Your goal: Write the next part of the news story about the Aiken man carving canes for wounded veterans, picking up right after its last sentence.

Aiken man crafting ornate canes for wounded vets in local hospitals

Victor Fricke works on creating customized wooden canes for veterans in the area. (WRDW-TV / Dec. 29, 2011)

Victor Fricke works on creating customized wooden canes for veterans in the area. (WRDW-TV / Dec. 29, 2011)

News 12 at 11 o'clock / Wednesday, Dec. 28, 2011

AIKEN, S.C. -- Don't call Victor Fricke a master wood carver. He just began about a year ago.

He started with a boot, then a little mouse to hang on a computer screen, and a sailor, too. He's also working on a pretty elaborate nativity scene.

"And there's 15 pieces in it, so I keep telling people I'm going to finish it by Christmas, but I don't say what year," he said with a laugh.

But now, the shavings are falling from a bigger project. He's making canes for wounded warriors.

"It's kind of like a win-win for everybody," Fricke said.

He doesn't use a cane, but he's a veteran himself.

"In college, it was during the Vietnam era, and like a lot of other college guys, I joined the Navy so I wouldn't be drafted in the Army," he said, laughing again.

When he came back from his three-year stretch of active duty, he wasn't welcomed with open arms.

"When you came back, you really didn't want to tell anybody that you were a veteran because you would almost always get a negative reaction," Fricke said.

The data:
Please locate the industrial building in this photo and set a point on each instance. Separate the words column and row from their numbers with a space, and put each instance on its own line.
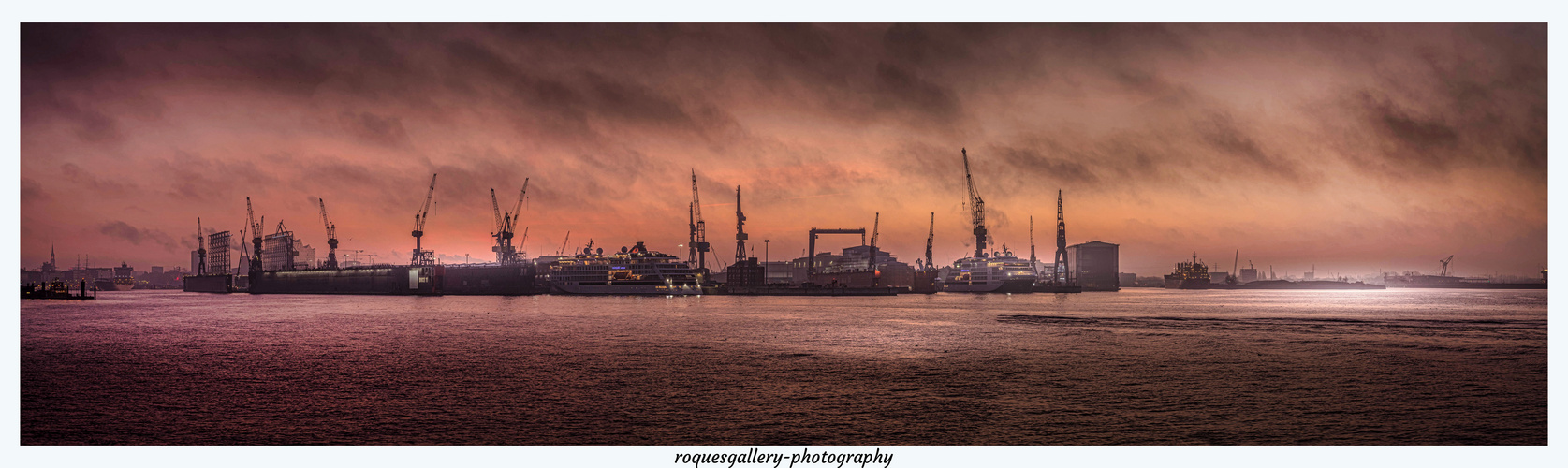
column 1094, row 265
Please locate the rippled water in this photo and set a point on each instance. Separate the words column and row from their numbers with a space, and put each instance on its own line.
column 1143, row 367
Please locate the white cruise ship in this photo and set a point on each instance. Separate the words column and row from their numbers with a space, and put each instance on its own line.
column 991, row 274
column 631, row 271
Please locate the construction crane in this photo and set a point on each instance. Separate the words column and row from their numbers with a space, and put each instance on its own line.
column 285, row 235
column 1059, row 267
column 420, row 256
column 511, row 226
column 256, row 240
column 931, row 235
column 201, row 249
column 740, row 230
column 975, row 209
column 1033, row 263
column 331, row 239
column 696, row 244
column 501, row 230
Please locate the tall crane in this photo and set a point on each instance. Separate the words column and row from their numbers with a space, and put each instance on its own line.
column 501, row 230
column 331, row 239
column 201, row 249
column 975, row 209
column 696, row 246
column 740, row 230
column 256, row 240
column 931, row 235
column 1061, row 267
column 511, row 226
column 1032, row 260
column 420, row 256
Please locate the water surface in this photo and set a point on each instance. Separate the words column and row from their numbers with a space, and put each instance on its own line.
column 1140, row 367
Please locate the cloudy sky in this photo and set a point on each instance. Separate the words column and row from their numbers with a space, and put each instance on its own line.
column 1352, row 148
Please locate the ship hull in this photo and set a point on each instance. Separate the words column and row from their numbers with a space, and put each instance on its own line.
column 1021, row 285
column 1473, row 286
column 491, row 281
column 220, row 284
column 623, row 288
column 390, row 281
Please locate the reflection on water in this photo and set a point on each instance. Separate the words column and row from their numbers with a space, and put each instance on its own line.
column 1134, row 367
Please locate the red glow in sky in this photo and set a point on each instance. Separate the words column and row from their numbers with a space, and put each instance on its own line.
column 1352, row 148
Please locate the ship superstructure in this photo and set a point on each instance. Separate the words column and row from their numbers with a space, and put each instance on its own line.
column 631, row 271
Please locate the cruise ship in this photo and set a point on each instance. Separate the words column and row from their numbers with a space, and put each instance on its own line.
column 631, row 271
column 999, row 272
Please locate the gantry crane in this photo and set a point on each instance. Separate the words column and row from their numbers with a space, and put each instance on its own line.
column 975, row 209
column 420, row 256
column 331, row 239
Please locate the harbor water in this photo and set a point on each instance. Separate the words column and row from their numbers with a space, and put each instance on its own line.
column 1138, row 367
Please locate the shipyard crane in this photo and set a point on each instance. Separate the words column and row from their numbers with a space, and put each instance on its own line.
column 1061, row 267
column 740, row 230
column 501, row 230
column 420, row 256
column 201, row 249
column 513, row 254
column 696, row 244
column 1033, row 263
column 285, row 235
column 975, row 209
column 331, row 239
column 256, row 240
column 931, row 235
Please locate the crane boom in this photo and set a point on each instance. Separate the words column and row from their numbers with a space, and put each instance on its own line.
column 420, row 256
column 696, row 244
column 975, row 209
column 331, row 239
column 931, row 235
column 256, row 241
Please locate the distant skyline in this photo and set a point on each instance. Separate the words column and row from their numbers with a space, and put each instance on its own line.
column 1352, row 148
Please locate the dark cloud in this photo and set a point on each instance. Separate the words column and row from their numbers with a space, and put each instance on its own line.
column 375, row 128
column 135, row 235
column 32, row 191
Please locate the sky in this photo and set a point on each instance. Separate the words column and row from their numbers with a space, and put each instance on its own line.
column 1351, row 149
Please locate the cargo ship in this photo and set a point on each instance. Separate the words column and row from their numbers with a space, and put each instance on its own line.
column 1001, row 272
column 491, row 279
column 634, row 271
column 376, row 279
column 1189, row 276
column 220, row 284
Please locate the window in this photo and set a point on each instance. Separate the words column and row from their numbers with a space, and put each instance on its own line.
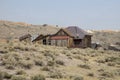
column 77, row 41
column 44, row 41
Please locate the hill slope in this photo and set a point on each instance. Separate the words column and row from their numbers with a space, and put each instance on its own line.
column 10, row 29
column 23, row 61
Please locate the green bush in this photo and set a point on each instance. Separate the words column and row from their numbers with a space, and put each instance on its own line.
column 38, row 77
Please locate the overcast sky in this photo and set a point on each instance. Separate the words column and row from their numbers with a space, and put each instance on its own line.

Reply:
But today, he says, things have changed, and that's why what he's doing is so important. He enlisted other members of the Aiken Woodcarving Club and another club to start the project that will make around 21 canes for wounded warriors in our local hospitals. After they carve down a wooden shaft, they top it with the ornate head of a Bald Eagle. They also put the veteran's name, rank and other info on the side.

"Instead of making a knickknack that's worth about five minutes of appreciation and it goes on a shelf, I think it's going to be very satisfying to give a person something that he'll be using everyday," Fricke said.

Of course, his fear is that they'll be so beautiful that vets won't want to use them day-to-day, but he can live with that. He says they want to finish them up as soon as possible. They want to personally hand them off to wounded warriors at Eisenhower, the VA and the burn center.